▶ Exercise details
Find every line in the rows below that contains the word "dark", and copy each of those lines in full. Case counts.

▶ Listed entries
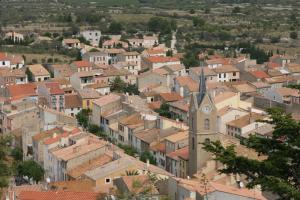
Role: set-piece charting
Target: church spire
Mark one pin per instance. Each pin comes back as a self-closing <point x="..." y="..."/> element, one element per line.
<point x="202" y="86"/>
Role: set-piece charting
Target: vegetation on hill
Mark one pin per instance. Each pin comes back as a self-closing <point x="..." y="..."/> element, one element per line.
<point x="280" y="171"/>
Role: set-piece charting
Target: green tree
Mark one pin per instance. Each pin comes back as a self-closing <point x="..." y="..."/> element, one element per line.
<point x="280" y="171"/>
<point x="29" y="75"/>
<point x="293" y="35"/>
<point x="17" y="154"/>
<point x="115" y="28"/>
<point x="146" y="155"/>
<point x="31" y="169"/>
<point x="83" y="117"/>
<point x="118" y="85"/>
<point x="236" y="10"/>
<point x="197" y="21"/>
<point x="164" y="110"/>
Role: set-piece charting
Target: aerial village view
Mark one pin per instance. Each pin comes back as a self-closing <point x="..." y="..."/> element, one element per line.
<point x="149" y="100"/>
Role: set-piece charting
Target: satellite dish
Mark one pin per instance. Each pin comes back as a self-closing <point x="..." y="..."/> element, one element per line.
<point x="48" y="180"/>
<point x="241" y="184"/>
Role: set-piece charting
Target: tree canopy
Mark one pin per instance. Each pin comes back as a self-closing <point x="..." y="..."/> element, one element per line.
<point x="280" y="171"/>
<point x="31" y="169"/>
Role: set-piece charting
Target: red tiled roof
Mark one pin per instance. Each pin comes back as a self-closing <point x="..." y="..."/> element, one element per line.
<point x="3" y="55"/>
<point x="54" y="88"/>
<point x="82" y="63"/>
<point x="169" y="97"/>
<point x="273" y="65"/>
<point x="20" y="91"/>
<point x="160" y="59"/>
<point x="57" y="195"/>
<point x="260" y="74"/>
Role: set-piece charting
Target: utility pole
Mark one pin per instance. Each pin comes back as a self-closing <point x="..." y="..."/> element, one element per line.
<point x="205" y="182"/>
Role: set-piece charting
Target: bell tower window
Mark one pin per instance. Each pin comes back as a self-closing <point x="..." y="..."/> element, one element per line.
<point x="206" y="124"/>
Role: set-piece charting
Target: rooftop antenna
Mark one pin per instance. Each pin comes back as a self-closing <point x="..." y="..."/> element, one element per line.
<point x="202" y="85"/>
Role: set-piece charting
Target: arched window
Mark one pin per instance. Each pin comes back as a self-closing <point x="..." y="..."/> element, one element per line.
<point x="193" y="143"/>
<point x="207" y="141"/>
<point x="206" y="124"/>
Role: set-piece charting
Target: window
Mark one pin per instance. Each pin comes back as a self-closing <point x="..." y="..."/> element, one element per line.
<point x="206" y="124"/>
<point x="107" y="180"/>
<point x="193" y="143"/>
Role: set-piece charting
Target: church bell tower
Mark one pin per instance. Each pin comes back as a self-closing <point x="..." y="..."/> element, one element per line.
<point x="202" y="126"/>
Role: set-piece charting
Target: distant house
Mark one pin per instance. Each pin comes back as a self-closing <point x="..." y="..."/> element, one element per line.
<point x="53" y="95"/>
<point x="15" y="37"/>
<point x="133" y="61"/>
<point x="92" y="36"/>
<point x="87" y="96"/>
<point x="11" y="61"/>
<point x="71" y="43"/>
<point x="17" y="76"/>
<point x="156" y="62"/>
<point x="83" y="65"/>
<point x="113" y="43"/>
<point x="73" y="104"/>
<point x="101" y="58"/>
<point x="39" y="73"/>
<point x="284" y="95"/>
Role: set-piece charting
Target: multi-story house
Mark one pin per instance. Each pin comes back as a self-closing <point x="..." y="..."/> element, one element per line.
<point x="53" y="95"/>
<point x="39" y="73"/>
<point x="99" y="57"/>
<point x="11" y="61"/>
<point x="92" y="36"/>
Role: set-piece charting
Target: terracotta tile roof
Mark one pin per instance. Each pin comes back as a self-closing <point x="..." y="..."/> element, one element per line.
<point x="293" y="67"/>
<point x="182" y="153"/>
<point x="143" y="180"/>
<point x="38" y="70"/>
<point x="273" y="65"/>
<point x="104" y="100"/>
<point x="170" y="97"/>
<point x="3" y="56"/>
<point x="82" y="64"/>
<point x="181" y="105"/>
<point x="20" y="91"/>
<point x="160" y="147"/>
<point x="185" y="81"/>
<point x="90" y="165"/>
<point x="155" y="105"/>
<point x="260" y="84"/>
<point x="133" y="119"/>
<point x="246" y="120"/>
<point x="90" y="144"/>
<point x="54" y="88"/>
<point x="74" y="185"/>
<point x="72" y="101"/>
<point x="178" y="137"/>
<point x="226" y="68"/>
<point x="112" y="71"/>
<point x="224" y="96"/>
<point x="161" y="71"/>
<point x="288" y="92"/>
<point x="45" y="134"/>
<point x="57" y="195"/>
<point x="160" y="59"/>
<point x="152" y="135"/>
<point x="97" y="85"/>
<point x="56" y="138"/>
<point x="71" y="41"/>
<point x="207" y="71"/>
<point x="88" y="93"/>
<point x="279" y="79"/>
<point x="222" y="61"/>
<point x="244" y="88"/>
<point x="259" y="74"/>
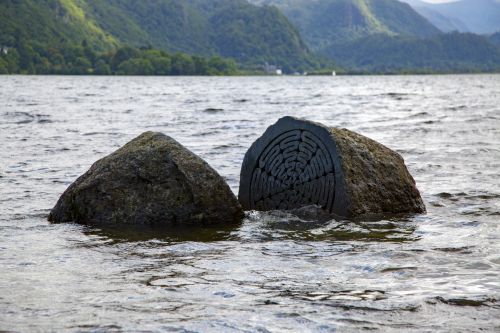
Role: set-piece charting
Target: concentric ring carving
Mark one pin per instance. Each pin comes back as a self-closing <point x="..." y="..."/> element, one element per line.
<point x="294" y="170"/>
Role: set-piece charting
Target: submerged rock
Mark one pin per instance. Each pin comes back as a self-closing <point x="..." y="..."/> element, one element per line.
<point x="298" y="163"/>
<point x="154" y="180"/>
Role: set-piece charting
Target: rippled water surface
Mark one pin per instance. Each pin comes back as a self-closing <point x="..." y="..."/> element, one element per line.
<point x="277" y="271"/>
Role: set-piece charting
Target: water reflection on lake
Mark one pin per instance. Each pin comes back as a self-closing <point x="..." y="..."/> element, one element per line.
<point x="277" y="271"/>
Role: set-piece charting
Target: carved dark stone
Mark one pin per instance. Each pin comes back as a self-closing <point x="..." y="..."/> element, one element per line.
<point x="298" y="163"/>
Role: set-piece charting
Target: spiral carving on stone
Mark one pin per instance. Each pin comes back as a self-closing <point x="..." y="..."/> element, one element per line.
<point x="294" y="170"/>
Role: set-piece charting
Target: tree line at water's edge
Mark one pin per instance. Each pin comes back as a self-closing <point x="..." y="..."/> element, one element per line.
<point x="34" y="58"/>
<point x="228" y="37"/>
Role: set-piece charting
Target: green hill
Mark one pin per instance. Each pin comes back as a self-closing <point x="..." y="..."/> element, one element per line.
<point x="51" y="22"/>
<point x="250" y="34"/>
<point x="327" y="22"/>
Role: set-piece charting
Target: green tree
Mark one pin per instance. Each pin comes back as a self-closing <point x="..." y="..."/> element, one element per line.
<point x="182" y="64"/>
<point x="123" y="54"/>
<point x="3" y="67"/>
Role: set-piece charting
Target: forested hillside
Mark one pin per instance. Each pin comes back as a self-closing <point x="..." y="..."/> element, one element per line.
<point x="327" y="22"/>
<point x="249" y="34"/>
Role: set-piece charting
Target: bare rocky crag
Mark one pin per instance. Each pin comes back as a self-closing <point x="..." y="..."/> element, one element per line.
<point x="151" y="180"/>
<point x="297" y="163"/>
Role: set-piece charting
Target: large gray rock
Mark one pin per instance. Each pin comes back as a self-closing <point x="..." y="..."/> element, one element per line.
<point x="298" y="163"/>
<point x="154" y="180"/>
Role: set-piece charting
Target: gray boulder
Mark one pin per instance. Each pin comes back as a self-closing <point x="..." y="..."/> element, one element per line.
<point x="151" y="180"/>
<point x="297" y="163"/>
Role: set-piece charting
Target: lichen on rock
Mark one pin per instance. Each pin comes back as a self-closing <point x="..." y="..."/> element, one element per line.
<point x="151" y="180"/>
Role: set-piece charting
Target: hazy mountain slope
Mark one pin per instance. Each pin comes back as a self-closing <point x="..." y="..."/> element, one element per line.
<point x="453" y="52"/>
<point x="442" y="22"/>
<point x="478" y="16"/>
<point x="230" y="28"/>
<point x="495" y="38"/>
<point x="327" y="22"/>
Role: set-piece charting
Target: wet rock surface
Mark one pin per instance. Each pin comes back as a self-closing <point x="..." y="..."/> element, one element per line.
<point x="298" y="163"/>
<point x="151" y="180"/>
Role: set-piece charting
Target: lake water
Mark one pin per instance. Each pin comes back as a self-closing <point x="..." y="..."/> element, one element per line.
<point x="276" y="272"/>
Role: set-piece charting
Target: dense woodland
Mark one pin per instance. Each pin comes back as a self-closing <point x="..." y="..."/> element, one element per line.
<point x="224" y="37"/>
<point x="82" y="59"/>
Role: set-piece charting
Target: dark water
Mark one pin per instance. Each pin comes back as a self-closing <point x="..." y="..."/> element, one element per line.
<point x="277" y="272"/>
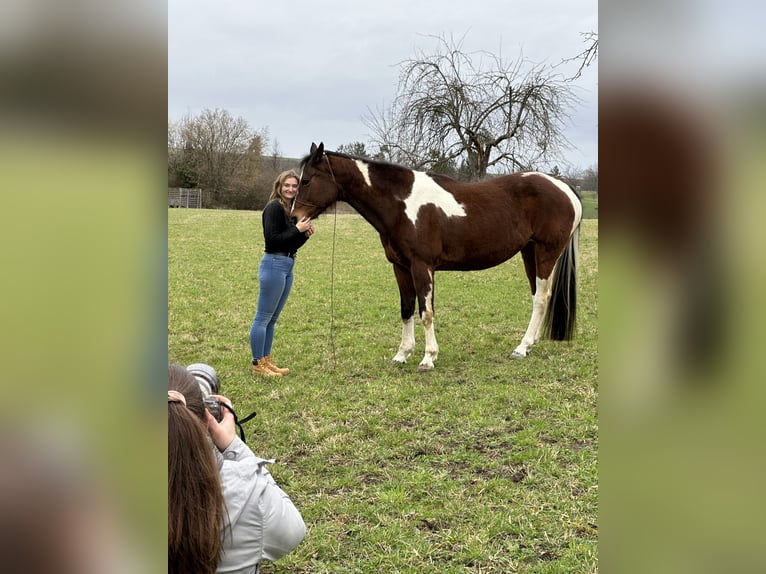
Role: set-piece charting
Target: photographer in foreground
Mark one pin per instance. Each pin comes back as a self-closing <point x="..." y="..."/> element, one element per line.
<point x="225" y="511"/>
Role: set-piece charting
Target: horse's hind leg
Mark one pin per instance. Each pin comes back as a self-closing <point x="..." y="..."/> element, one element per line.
<point x="536" y="265"/>
<point x="424" y="286"/>
<point x="407" y="302"/>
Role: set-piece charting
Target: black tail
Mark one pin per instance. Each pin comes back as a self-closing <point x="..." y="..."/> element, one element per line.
<point x="559" y="323"/>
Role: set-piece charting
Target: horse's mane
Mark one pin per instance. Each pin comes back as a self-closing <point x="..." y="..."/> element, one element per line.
<point x="375" y="162"/>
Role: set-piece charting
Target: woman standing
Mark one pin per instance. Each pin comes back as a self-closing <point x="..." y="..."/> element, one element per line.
<point x="283" y="238"/>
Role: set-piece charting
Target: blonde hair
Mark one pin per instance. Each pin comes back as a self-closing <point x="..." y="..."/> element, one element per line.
<point x="196" y="507"/>
<point x="276" y="192"/>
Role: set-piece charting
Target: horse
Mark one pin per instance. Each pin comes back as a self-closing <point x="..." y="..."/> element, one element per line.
<point x="429" y="222"/>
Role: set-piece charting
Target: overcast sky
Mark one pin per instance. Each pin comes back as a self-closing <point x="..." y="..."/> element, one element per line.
<point x="310" y="71"/>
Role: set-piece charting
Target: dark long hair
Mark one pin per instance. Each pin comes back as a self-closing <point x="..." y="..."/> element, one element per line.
<point x="196" y="511"/>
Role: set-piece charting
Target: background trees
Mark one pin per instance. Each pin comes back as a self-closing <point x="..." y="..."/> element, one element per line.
<point x="467" y="113"/>
<point x="464" y="115"/>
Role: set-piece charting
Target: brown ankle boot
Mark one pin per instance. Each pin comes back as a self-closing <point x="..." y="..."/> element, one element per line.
<point x="270" y="365"/>
<point x="261" y="368"/>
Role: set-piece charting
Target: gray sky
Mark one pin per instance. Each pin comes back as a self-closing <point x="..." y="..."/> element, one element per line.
<point x="309" y="71"/>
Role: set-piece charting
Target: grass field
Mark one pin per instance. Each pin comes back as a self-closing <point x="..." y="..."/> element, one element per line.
<point x="486" y="464"/>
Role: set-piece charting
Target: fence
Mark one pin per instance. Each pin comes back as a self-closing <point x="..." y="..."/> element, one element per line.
<point x="184" y="197"/>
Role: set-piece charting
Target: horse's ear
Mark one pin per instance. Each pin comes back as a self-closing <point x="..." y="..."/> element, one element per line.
<point x="316" y="152"/>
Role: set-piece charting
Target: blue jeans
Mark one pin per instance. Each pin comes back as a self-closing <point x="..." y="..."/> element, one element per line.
<point x="275" y="276"/>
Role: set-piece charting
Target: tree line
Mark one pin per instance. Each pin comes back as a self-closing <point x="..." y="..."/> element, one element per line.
<point x="466" y="115"/>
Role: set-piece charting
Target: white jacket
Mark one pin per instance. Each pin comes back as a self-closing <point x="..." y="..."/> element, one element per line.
<point x="265" y="525"/>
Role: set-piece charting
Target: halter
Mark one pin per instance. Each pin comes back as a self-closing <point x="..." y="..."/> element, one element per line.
<point x="335" y="181"/>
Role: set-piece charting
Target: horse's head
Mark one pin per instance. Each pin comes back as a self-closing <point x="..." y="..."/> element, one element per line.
<point x="317" y="189"/>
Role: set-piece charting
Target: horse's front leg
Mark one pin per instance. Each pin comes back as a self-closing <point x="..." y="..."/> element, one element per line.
<point x="407" y="302"/>
<point x="539" y="305"/>
<point x="424" y="285"/>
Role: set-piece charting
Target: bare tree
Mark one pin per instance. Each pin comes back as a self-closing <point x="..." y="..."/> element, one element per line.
<point x="588" y="55"/>
<point x="474" y="111"/>
<point x="221" y="149"/>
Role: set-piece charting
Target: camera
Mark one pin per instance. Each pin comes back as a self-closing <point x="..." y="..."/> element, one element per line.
<point x="214" y="406"/>
<point x="209" y="385"/>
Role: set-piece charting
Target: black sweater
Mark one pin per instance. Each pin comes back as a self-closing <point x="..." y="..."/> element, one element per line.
<point x="280" y="234"/>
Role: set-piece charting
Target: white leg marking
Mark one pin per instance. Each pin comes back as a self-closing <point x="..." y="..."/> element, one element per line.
<point x="425" y="190"/>
<point x="432" y="348"/>
<point x="539" y="303"/>
<point x="408" y="341"/>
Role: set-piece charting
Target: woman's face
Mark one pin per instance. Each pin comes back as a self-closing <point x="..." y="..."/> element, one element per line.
<point x="289" y="187"/>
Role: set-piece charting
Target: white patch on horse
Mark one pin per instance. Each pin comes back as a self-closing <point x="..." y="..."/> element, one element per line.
<point x="362" y="167"/>
<point x="424" y="191"/>
<point x="576" y="204"/>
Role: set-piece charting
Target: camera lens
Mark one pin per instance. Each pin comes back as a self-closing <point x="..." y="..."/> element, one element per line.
<point x="206" y="376"/>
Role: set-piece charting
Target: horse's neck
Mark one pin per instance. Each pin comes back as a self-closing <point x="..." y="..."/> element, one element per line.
<point x="374" y="204"/>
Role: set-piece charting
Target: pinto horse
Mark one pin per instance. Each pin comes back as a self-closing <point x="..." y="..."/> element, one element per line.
<point x="429" y="222"/>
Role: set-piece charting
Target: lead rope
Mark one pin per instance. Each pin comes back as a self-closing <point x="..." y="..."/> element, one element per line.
<point x="332" y="267"/>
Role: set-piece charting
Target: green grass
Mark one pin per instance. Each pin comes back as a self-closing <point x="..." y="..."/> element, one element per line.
<point x="589" y="204"/>
<point x="486" y="464"/>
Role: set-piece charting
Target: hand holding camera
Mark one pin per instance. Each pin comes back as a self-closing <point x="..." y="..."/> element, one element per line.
<point x="220" y="417"/>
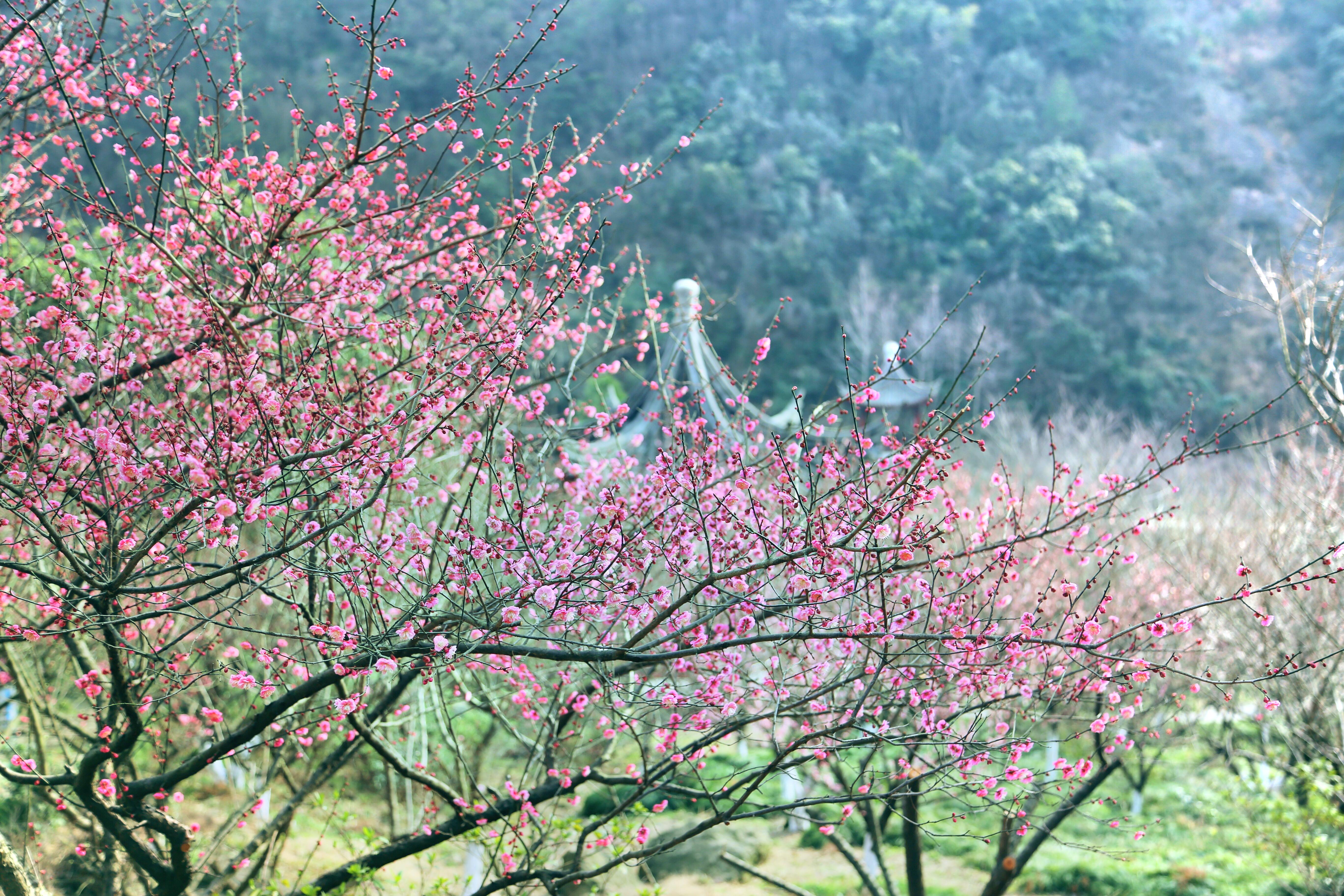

▶ Solved problem
Target: carved dark stone
Target: dark water
Target: dark long hair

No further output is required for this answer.